-------- Given text --------

Townsend, Tennessee - Fly Fishing in the Great Smoky Mountains National Park, East Tennessee and Western North Carolina

Welcome to the Fishing Report.  It is sunny and 67 degrees in Townsend this morning.  There is a lot of activity.  I think visitors have arrived for the holiday weekend.  I slept an extra hour this morning after spending the day on the river yesterday, all day.  I arrived at work at 8:05, which is late for me.  Rob Fightmaster is parked in the lot waiting for a client or two.  They will fish in the Smokies and they will probably do well. He and Brian fished yesterday on the West Prong of Little River.  Rob said the fishing was good but the stream was surprisingly stained from rain the night before.  None of us knew about any rain the night before.  That happens a lot in the Smokies.

Little River is flowing at 214 cubic feet per second (cfs).  Median flow for this date is 185 cfs.  The water temperature was 61 degrees at 8:10 am. 

Fishing is very good in the Smokies.  Use any yellow dry fly.  You can try other flies and they will probably work fine.  But now, yellow is hot.  That is because the Yellow Sally Stoneflies are hatching and laying eggs.  That will continue through the Summer though the numbers of insects will drop off considerably.  During the Summer, terrestrials work very well.  Since there is not much aquatic insect food available during the hot months, trout in the mountains will eat anything they can find.  That is why Green Weenies work so well.  They look like a normal food and they must be tasty.  I’ve never eaten one.

I’m hearing good tailwater fishing reports for trout.  The Clinch is apparently fishing fair though the lack of flow is causing the water to be warm and lacking in oxygen.  I don’t know for sure what the problem is.  But, anglers are still catching some trout and nice trout too.

--------

### Goal of the exercise
Please give the median flow of Little River for this date, as the fishing report states it.

-------- Data for analysis --------

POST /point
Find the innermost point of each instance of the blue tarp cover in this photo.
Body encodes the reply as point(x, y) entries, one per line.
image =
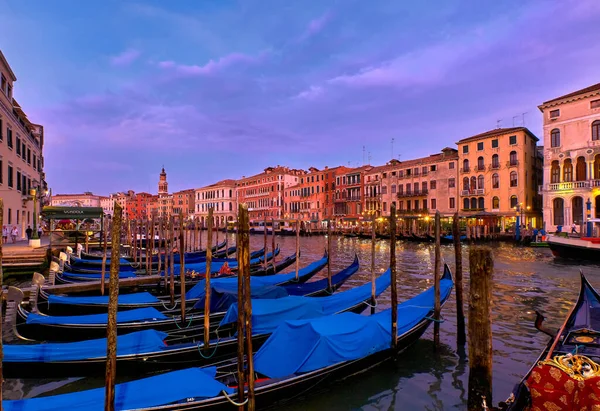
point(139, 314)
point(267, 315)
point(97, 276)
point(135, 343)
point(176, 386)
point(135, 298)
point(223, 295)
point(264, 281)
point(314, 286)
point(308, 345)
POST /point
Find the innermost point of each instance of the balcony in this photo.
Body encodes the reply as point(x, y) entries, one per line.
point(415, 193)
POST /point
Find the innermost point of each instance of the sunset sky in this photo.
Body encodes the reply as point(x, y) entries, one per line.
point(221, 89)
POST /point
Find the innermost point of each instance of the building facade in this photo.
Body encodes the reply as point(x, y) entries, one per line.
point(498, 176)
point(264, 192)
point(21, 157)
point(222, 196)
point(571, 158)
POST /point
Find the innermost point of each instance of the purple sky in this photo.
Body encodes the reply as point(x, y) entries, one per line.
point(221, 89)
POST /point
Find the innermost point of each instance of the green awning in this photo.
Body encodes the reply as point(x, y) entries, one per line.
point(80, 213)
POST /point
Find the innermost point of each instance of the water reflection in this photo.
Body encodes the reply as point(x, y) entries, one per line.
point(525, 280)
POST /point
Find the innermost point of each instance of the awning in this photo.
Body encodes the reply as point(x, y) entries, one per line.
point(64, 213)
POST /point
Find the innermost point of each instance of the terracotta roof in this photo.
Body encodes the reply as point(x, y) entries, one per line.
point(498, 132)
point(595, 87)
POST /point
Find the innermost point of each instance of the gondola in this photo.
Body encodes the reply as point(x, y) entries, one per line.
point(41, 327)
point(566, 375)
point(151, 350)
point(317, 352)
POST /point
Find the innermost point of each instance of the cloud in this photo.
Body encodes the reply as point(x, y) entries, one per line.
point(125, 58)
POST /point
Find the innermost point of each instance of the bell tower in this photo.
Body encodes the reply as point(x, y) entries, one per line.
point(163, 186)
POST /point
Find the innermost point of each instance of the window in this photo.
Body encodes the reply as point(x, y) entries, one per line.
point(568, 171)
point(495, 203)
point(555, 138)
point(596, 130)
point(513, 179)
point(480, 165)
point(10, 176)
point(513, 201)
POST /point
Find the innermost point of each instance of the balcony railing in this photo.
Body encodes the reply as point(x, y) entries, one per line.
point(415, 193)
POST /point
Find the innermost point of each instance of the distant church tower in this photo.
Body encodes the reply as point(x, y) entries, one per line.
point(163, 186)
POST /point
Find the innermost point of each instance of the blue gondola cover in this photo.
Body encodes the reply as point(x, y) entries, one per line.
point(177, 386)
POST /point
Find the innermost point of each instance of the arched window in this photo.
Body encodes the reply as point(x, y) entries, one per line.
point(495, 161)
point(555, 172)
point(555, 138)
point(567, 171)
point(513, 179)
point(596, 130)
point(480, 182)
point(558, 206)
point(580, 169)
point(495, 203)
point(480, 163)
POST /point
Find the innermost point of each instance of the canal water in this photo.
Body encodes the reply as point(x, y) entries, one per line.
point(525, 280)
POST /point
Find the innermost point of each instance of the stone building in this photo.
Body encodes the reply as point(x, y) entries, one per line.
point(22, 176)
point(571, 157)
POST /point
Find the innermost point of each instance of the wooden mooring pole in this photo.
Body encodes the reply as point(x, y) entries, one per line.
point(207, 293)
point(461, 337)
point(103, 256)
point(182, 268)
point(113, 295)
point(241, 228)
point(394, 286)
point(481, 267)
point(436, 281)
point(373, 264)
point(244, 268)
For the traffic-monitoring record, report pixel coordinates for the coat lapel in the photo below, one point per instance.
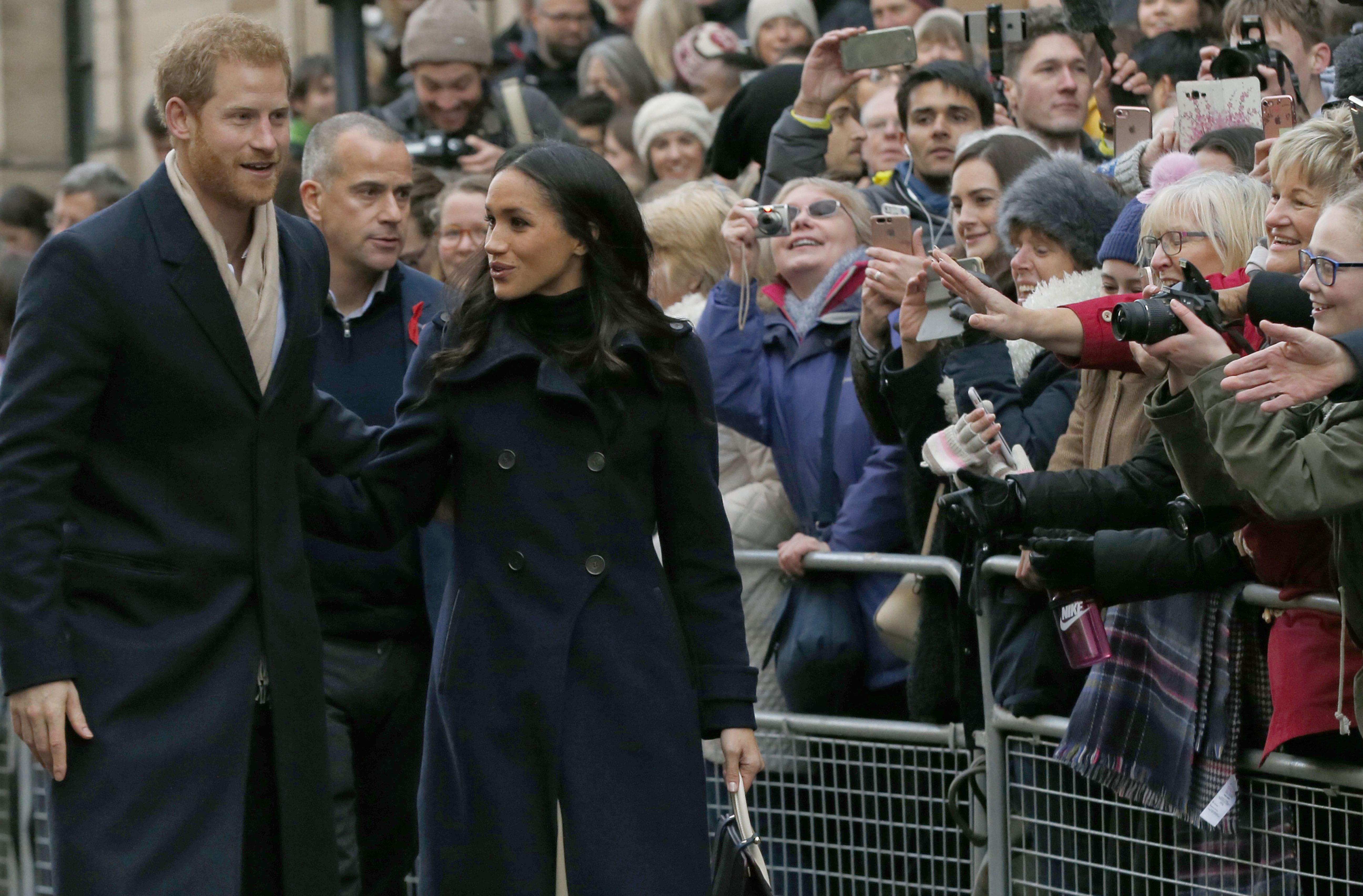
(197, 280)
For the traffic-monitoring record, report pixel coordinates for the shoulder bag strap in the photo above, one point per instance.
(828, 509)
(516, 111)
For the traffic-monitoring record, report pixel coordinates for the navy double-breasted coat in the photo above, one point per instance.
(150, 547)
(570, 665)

--------

### Problem solution
185 cubic feet per second (cfs).